- [What is expected] Please copy the records below word for word, leaving out the pictures.

- [Material for the task]
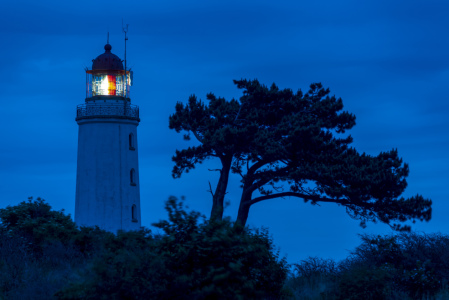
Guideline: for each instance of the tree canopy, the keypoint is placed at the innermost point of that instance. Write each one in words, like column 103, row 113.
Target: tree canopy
column 286, row 144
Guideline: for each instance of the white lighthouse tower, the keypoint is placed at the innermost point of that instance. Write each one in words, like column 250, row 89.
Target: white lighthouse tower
column 107, row 179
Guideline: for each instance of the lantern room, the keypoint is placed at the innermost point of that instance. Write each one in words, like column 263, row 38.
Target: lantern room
column 108, row 77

- [Output of the task]
Guideline: for each instance of the tree canopy, the keypoint is placed at the innermost point of that instance. Write each one in words, like column 103, row 113.
Target: tree canopy
column 286, row 144
Guideline: for each instance of the white lighthouse tower, the keypoint is placed at the innermost point of that instance. Write each one in words, like column 250, row 89.
Target: white lighthouse tower
column 107, row 179
Guideline: for each instance of the lantern room, the keypoint is placed at the innermost point of that instance. Write each one in words, like column 263, row 38.
Target: lantern room
column 108, row 77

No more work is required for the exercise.